PROVIDED TEXT
——

What is the ISFD Bearings?
Integral squeeze film damper (ISFD) technology, a Flexure Pivot tilt pad journal bearing, provides precise stiffness and damping to increase the dynamic stability of the rotor/bearing system.

Reduce Dynamic Bearing Forces

ISFD technology reduces the dynamic load that is transmitted to the bearings, which reduces pedestal vibration and increases bearing life, particularly for rolling element bearings. For fluid film bearings, the technology can mitigate pivot wear and reduce babbitt fatigue.

Decrease Unbalance Sensitivity

ISFD technology helps reduce the sensitivity to unbalance, protecting impellers and seals from rubbing and increasing maintenance intervals.

Versatile Design

The ISFD design, manufactured through electrical discharge machining (EDM), can integrate the bearing and damper into one unit for a space-saving solution suitable for new and retrofit installations. ISFD technology can be used with tilt pad, Flexure Pivot tilt pad, fixed profile or rolling element bearings.

——

STATED GOAL 1
According to the ISFD bearings text, what manufacturing process is used to produce the ISFD design?
The records are unrelated to the text about ISFD bearings.

——

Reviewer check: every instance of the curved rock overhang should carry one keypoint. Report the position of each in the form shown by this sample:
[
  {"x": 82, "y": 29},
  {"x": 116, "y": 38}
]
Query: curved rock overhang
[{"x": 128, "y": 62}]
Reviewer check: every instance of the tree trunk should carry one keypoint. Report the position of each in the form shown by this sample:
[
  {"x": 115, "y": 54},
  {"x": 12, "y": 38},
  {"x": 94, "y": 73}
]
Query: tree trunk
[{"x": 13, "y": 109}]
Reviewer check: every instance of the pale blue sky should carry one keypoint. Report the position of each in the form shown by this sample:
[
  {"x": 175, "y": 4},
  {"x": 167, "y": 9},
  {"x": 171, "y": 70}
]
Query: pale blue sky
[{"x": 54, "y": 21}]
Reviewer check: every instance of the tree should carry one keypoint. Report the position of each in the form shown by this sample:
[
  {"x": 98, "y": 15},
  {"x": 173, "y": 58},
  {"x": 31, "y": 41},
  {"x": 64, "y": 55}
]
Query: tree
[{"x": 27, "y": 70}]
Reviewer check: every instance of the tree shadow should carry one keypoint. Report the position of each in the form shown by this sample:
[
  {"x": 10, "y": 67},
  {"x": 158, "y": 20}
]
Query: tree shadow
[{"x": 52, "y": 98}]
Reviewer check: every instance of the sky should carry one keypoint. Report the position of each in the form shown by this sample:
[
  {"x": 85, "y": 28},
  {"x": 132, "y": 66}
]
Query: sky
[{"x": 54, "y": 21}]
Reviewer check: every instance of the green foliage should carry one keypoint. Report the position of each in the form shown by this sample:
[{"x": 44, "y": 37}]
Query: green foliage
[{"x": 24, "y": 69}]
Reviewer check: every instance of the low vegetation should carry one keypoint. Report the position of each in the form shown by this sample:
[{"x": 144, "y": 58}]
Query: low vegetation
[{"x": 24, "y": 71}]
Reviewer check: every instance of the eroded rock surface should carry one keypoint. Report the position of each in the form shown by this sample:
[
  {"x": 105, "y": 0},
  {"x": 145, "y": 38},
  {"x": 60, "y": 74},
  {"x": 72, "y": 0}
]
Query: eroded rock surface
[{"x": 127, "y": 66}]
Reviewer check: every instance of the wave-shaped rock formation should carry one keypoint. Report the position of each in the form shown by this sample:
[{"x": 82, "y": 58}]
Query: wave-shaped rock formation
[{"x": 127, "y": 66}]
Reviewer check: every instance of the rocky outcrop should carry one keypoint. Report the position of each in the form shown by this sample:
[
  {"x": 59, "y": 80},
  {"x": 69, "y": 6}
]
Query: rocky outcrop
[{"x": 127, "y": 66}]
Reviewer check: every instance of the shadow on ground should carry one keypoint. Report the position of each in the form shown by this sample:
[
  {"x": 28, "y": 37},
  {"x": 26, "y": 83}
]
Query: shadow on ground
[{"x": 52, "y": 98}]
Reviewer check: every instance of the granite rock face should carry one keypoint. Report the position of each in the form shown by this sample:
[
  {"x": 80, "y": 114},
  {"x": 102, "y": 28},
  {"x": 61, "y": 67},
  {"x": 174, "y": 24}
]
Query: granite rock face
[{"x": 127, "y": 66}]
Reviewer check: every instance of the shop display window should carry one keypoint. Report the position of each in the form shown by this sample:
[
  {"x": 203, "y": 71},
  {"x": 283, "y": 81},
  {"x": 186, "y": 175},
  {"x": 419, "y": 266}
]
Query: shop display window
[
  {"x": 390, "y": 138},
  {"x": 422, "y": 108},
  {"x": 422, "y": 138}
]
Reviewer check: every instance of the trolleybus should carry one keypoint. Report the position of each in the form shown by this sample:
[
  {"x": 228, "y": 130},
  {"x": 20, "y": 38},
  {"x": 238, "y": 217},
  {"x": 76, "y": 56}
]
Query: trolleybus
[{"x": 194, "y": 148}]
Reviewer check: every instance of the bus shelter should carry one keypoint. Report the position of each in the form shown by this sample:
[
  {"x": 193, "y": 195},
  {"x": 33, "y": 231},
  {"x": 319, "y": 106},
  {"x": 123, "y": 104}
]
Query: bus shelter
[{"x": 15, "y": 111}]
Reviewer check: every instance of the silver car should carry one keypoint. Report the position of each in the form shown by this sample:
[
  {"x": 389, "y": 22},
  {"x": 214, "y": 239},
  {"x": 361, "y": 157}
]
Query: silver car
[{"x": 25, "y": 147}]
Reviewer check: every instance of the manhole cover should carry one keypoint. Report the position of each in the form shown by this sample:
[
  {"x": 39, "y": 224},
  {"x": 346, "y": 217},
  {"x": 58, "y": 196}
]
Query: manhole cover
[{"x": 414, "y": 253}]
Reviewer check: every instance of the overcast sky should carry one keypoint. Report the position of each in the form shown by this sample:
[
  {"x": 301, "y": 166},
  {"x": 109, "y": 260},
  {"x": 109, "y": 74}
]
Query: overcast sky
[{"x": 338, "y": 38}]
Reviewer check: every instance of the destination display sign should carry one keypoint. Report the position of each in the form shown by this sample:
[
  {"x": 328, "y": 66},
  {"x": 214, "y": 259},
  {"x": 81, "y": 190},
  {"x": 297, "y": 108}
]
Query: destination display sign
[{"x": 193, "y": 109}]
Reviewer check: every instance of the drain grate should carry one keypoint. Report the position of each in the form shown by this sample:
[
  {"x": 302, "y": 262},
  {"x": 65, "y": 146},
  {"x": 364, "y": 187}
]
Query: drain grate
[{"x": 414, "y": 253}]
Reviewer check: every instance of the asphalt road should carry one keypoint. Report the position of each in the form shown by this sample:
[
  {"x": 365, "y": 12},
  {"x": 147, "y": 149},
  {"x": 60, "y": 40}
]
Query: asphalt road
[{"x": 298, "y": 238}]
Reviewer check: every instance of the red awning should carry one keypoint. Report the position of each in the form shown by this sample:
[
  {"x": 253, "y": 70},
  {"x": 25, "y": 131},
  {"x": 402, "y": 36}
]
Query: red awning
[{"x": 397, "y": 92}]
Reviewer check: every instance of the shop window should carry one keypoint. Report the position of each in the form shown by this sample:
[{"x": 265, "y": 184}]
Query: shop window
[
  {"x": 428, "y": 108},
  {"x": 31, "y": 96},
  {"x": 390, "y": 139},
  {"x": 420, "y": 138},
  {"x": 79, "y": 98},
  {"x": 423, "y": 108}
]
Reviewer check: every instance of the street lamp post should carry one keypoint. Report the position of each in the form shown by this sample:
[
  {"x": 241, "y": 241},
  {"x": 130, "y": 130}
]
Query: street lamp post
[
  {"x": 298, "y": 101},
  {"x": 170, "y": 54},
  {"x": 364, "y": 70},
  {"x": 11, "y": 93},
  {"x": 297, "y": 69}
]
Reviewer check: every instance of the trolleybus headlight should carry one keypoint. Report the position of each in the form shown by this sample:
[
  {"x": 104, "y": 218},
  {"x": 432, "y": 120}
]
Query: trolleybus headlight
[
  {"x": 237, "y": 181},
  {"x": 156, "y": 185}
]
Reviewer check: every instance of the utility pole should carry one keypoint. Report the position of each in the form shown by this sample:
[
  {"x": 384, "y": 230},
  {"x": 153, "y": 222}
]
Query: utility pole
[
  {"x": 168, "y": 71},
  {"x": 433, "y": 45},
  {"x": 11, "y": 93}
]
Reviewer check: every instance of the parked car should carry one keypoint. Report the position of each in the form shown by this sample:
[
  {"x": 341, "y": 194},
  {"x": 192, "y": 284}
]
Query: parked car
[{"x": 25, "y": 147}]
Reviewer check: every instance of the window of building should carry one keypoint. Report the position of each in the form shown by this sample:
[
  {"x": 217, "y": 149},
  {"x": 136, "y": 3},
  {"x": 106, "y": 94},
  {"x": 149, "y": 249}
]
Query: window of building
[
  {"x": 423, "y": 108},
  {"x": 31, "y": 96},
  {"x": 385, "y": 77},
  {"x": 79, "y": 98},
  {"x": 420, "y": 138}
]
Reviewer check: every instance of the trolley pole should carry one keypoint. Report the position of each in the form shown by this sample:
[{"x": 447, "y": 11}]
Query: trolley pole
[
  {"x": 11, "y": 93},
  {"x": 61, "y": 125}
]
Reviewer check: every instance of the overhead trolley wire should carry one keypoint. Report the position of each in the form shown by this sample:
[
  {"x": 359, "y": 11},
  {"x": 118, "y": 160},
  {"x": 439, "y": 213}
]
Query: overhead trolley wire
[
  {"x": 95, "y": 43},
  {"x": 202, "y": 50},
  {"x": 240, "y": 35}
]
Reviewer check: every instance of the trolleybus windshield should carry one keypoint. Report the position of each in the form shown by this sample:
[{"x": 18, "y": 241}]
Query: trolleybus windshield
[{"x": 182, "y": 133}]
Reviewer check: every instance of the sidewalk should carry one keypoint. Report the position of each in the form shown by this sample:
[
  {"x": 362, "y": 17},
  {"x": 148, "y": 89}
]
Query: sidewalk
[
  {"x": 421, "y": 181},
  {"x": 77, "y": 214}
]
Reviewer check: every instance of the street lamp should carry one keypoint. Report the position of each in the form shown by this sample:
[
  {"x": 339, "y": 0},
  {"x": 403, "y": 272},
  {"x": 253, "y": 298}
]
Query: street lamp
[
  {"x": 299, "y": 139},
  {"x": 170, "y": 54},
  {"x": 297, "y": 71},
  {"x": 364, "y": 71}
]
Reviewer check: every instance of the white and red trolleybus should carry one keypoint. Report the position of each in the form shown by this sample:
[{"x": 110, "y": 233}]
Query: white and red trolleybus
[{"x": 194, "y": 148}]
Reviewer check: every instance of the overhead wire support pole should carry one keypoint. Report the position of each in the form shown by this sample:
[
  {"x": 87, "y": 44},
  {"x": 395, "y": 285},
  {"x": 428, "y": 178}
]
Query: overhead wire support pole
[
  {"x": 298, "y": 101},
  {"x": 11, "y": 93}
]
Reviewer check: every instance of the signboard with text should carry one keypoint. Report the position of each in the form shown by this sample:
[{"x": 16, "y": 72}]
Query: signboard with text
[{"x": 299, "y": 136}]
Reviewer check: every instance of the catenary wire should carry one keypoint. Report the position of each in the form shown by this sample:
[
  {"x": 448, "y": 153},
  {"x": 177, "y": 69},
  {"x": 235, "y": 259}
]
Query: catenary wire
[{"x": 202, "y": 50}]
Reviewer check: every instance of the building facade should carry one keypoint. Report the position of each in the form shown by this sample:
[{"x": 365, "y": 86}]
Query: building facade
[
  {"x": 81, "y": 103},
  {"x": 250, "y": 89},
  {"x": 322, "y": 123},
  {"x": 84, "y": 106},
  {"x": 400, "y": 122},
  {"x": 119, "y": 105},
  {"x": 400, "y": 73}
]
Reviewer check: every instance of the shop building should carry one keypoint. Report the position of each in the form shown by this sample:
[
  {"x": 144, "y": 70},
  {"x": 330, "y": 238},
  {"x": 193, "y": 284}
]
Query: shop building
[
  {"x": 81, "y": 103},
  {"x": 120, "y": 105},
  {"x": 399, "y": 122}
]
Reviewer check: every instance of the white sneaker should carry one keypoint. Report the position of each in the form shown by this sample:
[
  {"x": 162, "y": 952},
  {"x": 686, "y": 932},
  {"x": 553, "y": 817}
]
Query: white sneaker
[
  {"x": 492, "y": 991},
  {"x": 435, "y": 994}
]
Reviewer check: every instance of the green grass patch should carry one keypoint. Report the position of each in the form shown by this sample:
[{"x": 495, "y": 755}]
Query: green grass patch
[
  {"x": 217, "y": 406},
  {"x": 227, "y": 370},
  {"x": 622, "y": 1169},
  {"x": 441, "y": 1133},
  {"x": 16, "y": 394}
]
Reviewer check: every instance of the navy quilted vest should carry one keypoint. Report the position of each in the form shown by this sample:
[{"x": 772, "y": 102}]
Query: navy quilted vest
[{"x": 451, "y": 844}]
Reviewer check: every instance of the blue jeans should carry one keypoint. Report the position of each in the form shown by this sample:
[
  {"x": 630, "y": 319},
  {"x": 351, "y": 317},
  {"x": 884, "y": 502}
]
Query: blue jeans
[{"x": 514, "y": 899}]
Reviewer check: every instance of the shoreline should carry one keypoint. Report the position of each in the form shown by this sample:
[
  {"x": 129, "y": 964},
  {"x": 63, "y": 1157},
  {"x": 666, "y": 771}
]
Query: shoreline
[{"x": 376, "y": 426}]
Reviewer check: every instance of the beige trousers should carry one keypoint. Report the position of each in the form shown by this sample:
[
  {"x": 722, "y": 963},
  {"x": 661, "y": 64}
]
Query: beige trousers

——

STATED GOAL 2
Show every line of the records that contains the word "cover", treating uppercase and lowercase letters as different.

WORKED SOLUTION 1
Electrical discharge machining (EDM).

WORKED SOLUTION 2
Reviewer check: every instance of the manhole cover should carry one keypoint. Report the position of each in the form shown by this sample:
Query: manhole cover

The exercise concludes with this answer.